**PROBLEM**
Render all of the records below as a numbered list, leaving out any blank lines.

(Entries for labeling bounding boxes)
----

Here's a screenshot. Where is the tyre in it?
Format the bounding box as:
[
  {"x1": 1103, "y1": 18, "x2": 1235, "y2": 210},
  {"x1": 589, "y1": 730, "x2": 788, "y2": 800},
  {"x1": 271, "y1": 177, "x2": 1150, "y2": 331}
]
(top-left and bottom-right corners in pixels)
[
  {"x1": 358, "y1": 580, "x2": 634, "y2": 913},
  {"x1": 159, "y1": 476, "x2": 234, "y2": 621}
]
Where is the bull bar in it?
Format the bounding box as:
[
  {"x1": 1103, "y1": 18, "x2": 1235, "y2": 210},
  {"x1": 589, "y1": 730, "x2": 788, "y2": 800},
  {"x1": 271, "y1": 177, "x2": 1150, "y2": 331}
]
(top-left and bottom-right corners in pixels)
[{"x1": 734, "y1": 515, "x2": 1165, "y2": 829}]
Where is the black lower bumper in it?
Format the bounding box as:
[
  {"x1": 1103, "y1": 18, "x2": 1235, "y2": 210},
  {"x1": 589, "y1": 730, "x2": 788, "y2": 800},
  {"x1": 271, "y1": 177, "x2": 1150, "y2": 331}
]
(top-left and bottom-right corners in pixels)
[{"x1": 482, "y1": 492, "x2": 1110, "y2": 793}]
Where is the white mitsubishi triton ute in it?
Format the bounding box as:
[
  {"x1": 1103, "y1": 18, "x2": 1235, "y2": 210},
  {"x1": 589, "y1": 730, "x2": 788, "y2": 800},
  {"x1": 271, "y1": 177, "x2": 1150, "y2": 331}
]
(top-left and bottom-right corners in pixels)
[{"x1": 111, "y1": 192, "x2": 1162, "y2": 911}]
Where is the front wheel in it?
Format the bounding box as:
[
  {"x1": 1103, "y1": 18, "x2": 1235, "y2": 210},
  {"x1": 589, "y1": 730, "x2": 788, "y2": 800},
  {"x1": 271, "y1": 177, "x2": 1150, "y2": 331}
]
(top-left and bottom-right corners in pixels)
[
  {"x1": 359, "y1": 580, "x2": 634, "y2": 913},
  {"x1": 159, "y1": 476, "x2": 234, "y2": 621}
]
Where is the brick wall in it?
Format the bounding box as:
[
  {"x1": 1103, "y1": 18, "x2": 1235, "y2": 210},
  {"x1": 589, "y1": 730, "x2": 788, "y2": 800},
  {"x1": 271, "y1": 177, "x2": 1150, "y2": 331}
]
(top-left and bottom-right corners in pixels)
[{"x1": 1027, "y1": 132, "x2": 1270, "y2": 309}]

----

**ANSWER TO THE PROBLEM**
1. Here's a screenshot. Where is the tyre in it?
2. Format the bounding box as:
3. [
4.   {"x1": 1103, "y1": 18, "x2": 1235, "y2": 210},
5.   {"x1": 589, "y1": 730, "x2": 788, "y2": 800},
6.   {"x1": 271, "y1": 177, "x2": 1150, "y2": 331}
7. ]
8. (top-left and bottom-right corners in pixels)
9. [
10.   {"x1": 358, "y1": 580, "x2": 634, "y2": 913},
11.   {"x1": 159, "y1": 476, "x2": 234, "y2": 621}
12. ]
13. Where is the bull bar in it?
14. Format the bounding box as:
15. [
16.   {"x1": 1103, "y1": 18, "x2": 1235, "y2": 210},
17.   {"x1": 589, "y1": 730, "x2": 788, "y2": 800},
18.   {"x1": 271, "y1": 177, "x2": 1150, "y2": 331}
19. ]
20. (top-left and bottom-right corners in pixels)
21. [{"x1": 734, "y1": 515, "x2": 1165, "y2": 829}]
22. Where is the black lower bumper in it?
23. Format the bounding box as:
24. [
25.   {"x1": 1103, "y1": 18, "x2": 1235, "y2": 210},
26.   {"x1": 589, "y1": 730, "x2": 788, "y2": 800},
27.   {"x1": 271, "y1": 177, "x2": 1150, "y2": 331}
28. ]
29. (top-left and bottom-right corners in pixels)
30. [{"x1": 482, "y1": 492, "x2": 1110, "y2": 793}]
31. Where is the white mitsubishi triton ute in it?
32. Format the bounding box as:
33. [
34.   {"x1": 1103, "y1": 18, "x2": 1235, "y2": 210},
35.   {"x1": 589, "y1": 730, "x2": 788, "y2": 800},
36.   {"x1": 271, "y1": 177, "x2": 1150, "y2": 331}
37. ]
38. (top-left and bottom-right corners in pixels)
39. [{"x1": 111, "y1": 192, "x2": 1162, "y2": 911}]
40. Where is the front wheel in it?
41. Format the bounding box as:
42. [
43.   {"x1": 1103, "y1": 18, "x2": 1235, "y2": 210},
44.   {"x1": 589, "y1": 730, "x2": 788, "y2": 800},
45.   {"x1": 271, "y1": 177, "x2": 1150, "y2": 331}
46. ]
47. (top-left and bottom-right corners in pixels)
48. [
49.   {"x1": 359, "y1": 580, "x2": 634, "y2": 913},
50.   {"x1": 159, "y1": 476, "x2": 234, "y2": 621}
51. ]
52. Where is the brick wall in it?
53. Format the bounding box as:
54. [
55.   {"x1": 1103, "y1": 18, "x2": 1235, "y2": 210},
56.   {"x1": 589, "y1": 730, "x2": 788, "y2": 800},
57.   {"x1": 271, "y1": 177, "x2": 1150, "y2": 331}
58. ]
59. (top-left and bottom-right corners in pixels)
60. [{"x1": 1027, "y1": 132, "x2": 1270, "y2": 309}]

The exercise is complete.